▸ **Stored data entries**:
===

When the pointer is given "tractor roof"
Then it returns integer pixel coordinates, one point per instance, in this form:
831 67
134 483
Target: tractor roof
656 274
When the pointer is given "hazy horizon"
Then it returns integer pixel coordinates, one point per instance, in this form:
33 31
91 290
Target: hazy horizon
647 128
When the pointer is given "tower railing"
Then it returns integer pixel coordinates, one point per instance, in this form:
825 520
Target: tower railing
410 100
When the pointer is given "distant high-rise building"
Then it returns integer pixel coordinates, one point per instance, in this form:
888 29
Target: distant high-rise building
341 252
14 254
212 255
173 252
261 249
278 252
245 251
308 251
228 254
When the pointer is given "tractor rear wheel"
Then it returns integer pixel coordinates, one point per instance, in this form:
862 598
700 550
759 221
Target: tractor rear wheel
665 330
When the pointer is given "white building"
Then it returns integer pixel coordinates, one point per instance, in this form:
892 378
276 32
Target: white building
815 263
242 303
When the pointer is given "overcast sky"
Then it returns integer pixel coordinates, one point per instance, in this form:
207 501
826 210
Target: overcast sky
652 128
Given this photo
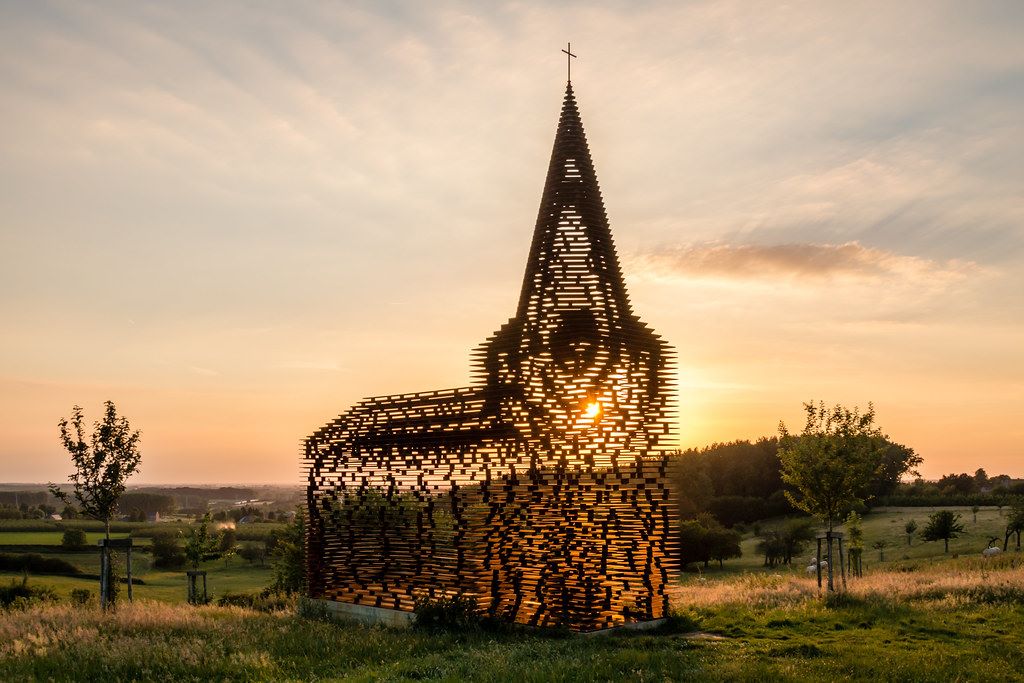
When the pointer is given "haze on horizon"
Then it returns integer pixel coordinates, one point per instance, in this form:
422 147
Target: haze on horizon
236 220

===

▸ **What this task involves**: Which lines of the records above contain the word "pointer"? Report each one.

▸ **Worked solution**:
When the pointer is given "tractor roof"
When the pointer is given "hazy horizon"
When the pointer is given "tower railing"
When the pointer is given "distant high-rise building"
When the pointer is given "tractor rear wheel"
When the pointer is given "white building"
When the pointer is given "overcast sky"
When the pointer is given "haze on horizon"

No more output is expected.